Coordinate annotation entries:
[START]
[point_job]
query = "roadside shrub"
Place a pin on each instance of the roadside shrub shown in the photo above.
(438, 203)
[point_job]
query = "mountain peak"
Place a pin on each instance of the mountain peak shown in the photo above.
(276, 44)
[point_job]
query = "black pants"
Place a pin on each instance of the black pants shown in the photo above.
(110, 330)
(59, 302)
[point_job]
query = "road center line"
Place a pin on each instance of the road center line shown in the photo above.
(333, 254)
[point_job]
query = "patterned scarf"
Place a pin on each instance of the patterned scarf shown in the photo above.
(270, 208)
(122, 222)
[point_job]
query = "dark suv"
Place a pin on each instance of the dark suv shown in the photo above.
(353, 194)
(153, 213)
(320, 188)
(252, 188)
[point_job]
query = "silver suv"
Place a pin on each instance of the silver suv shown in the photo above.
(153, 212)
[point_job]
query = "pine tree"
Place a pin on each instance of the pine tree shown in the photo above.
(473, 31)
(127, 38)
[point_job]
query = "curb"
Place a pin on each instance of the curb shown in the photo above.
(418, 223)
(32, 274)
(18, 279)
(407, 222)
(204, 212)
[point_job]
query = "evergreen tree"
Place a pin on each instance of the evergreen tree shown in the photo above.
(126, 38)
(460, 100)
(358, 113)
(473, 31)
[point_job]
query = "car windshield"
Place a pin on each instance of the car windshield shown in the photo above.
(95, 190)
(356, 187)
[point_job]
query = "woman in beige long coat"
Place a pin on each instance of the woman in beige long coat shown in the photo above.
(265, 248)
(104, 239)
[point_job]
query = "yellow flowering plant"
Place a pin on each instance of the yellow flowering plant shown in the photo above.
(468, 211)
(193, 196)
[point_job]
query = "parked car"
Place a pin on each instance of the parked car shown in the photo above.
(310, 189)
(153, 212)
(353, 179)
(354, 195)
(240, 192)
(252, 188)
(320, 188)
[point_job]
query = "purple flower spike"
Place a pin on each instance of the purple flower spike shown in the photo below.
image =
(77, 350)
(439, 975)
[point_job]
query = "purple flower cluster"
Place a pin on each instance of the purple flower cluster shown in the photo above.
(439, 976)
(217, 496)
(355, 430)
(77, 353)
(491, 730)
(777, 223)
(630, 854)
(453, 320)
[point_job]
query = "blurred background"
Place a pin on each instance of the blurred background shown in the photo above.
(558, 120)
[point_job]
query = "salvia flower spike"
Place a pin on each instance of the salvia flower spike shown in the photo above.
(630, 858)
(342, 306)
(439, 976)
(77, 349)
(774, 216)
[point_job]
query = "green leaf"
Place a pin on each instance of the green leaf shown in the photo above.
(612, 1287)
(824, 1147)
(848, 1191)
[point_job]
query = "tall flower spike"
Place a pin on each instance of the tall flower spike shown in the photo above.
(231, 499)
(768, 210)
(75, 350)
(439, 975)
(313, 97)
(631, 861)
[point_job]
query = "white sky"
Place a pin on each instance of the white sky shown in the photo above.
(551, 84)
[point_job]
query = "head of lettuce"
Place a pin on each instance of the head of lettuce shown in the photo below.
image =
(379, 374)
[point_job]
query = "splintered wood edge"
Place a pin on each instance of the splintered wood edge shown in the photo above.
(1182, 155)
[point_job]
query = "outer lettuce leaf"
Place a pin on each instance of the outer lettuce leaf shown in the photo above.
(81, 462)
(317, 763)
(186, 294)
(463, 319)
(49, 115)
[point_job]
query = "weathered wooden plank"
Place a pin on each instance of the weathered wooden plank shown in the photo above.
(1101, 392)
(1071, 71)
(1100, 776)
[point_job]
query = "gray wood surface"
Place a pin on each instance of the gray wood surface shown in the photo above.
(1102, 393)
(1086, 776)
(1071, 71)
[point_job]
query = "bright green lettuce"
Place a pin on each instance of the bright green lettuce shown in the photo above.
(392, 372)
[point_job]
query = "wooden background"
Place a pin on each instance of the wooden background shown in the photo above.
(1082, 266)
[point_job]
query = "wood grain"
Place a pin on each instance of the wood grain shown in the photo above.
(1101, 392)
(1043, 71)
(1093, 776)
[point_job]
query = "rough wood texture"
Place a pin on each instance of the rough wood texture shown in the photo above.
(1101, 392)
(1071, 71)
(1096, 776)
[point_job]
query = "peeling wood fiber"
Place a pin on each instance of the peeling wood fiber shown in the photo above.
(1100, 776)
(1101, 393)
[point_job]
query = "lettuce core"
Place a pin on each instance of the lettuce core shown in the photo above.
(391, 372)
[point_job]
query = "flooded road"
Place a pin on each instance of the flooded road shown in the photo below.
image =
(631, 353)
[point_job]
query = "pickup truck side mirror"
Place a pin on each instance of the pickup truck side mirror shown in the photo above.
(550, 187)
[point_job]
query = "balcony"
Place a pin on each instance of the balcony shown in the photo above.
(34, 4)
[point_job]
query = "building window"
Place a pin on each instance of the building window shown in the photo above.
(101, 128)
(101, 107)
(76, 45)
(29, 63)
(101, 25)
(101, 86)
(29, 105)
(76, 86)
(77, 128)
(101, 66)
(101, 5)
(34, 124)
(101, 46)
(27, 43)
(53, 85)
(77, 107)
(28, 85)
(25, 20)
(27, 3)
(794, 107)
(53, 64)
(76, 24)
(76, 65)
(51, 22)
[END]
What is required:
Please set down all the data word for word.

Finished exercise:
[point_job]
query = "roadside shrub"
Place a pin on each instance of the roadside shrub shown in the photo above.
(438, 203)
[point_job]
query = "mountain peak"
Place a pin on each instance of the mountain peak shown in the photo above.
(276, 44)
[point_job]
query = "black pants"
Place a pin on each instance of the black pants shown in the photo above.
(110, 330)
(59, 302)
[point_job]
query = "road center line"
Place a pin on each instance of the road center line shown in the photo above.
(333, 254)
[point_job]
query = "patterned scarf"
Place a pin on each instance of the patterned scarf shown in the photo above.
(270, 208)
(122, 222)
[point_job]
query = "dark suv"
Place a pin on each instance of the dark suv shown in the photo above.
(353, 194)
(153, 213)
(320, 188)
(252, 188)
[point_job]
query = "silver suv"
Place a pin on each instance of the silver suv shown in the photo above.
(153, 212)
[point_job]
query = "pine tree"
Place a pin on each instance of the pine tree shown in the photo above.
(473, 31)
(127, 38)
[point_job]
query = "curb"
Place a pin on each instance of the curb shown in the photo above.
(418, 223)
(32, 274)
(18, 279)
(407, 222)
(204, 212)
[point_job]
query = "evergreen tree"
Place a pin on each instance of the evergreen tree shown in the photo above.
(126, 38)
(460, 100)
(358, 113)
(473, 31)
[point_job]
query = "car windshield"
Place a pin on each instance of the car windshield shown in the photo above.
(95, 190)
(356, 187)
[point_job]
query = "woman in beige long coat"
Place a pin on each instance of the woman in beige long coat shown in the photo above.
(265, 248)
(104, 239)
[point_job]
query = "yellow flowering plant"
Place a pin on each instance of the yellow flowering plant shown in the photo above.
(468, 211)
(193, 196)
[point_job]
query = "parked car"
Place a pin on each instance of the parked car shown in the photo above.
(310, 189)
(153, 212)
(353, 179)
(354, 195)
(240, 192)
(252, 188)
(320, 188)
[point_job]
query = "purple flower spike"
Place a pin on each instance of the purple flower spike shown in the photo below.
image =
(77, 350)
(439, 975)
[point_job]
query = "purple flower cluster"
Place a pin on each instance of the purple flower cluster shown in the photo above.
(439, 976)
(217, 496)
(355, 430)
(77, 353)
(491, 730)
(777, 223)
(630, 854)
(453, 320)
[point_job]
query = "blurred background"
Place a pin on each instance of the blurred background shown in the photo above.
(558, 120)
[point_job]
query = "salvia flower spike"
Place a pin on each instance of the salvia flower spike shown in the photo above.
(630, 858)
(342, 306)
(439, 976)
(77, 349)
(774, 216)
[point_job]
query = "green leaf"
Place a pin on each instance of the green leaf shown in the photo above.
(612, 1287)
(824, 1147)
(848, 1191)
[point_job]
query = "tall flower spike"
Place a pin on each instance of the tall flower spike shown in the photo above.
(231, 499)
(768, 210)
(75, 350)
(439, 975)
(313, 97)
(631, 861)
[point_job]
query = "white sky"
Place a pin on each instance of the white sky shown in the photo above.
(551, 84)
[point_job]
query = "head of lettuce"
Place a pin on each instance of the head of lettuce shown in the photo below.
image =
(379, 374)
[point_job]
query = "splintered wood edge"
Place a pin on each instance of the splintered wood edge shown in the photo above.
(1182, 155)
[point_job]
query = "outer lettuce leaf"
Place a pin on each instance of the outer lettuce leaf shown in the photo above.
(81, 462)
(317, 763)
(186, 294)
(463, 319)
(49, 115)
[point_job]
query = "weathered wooden plank"
Place a pin on each instance of the weathered wooden plank shown in the photo above.
(1101, 392)
(1071, 71)
(1100, 776)
[point_job]
query = "gray wood surface"
Place a pin on each instance of the gray wood surface shown in the photo above.
(1102, 393)
(1086, 776)
(1071, 71)
[point_job]
query = "bright green lettuce"
Place a pin on each instance of the bright green lettuce shown in the photo above.
(392, 372)
[point_job]
query = "wooden background"
Place a pin on each instance of the wooden background shown in the photo above.
(1082, 266)
[point_job]
query = "wood grain"
Place a pin on each instance of the wood grain shown in the photo above.
(1101, 392)
(1043, 71)
(1093, 776)
[point_job]
query = "rough wood texture"
Place a pin on each instance of the rough wood texture shown in the photo above.
(1101, 392)
(1071, 71)
(1096, 776)
[point_job]
query = "peeling wood fiber"
Place a pin on each instance of the peeling wood fiber shown in the photo above.
(1100, 776)
(1101, 393)
[point_job]
query = "lettuce core"
Place a pin on each instance of the lettuce core shown in the photo above.
(391, 372)
[point_job]
query = "flooded road"
Place a pin on each instance of the flooded road shown in the photo below.
image =
(631, 353)
[point_job]
query = "pickup truck side mirror"
Place a pin on each instance of the pickup truck side mirror shown in the photo above.
(550, 187)
[point_job]
query = "balcony"
Place a pin on each instance of the balcony shown in the photo above.
(34, 4)
[point_job]
query = "building window"
Place a pin on each instance of the building window shown in the photo above.
(101, 128)
(101, 107)
(76, 45)
(29, 63)
(101, 25)
(101, 86)
(29, 105)
(76, 86)
(77, 128)
(101, 66)
(101, 5)
(34, 124)
(101, 46)
(27, 43)
(53, 85)
(77, 107)
(28, 85)
(25, 20)
(27, 3)
(794, 107)
(53, 64)
(76, 24)
(76, 65)
(51, 22)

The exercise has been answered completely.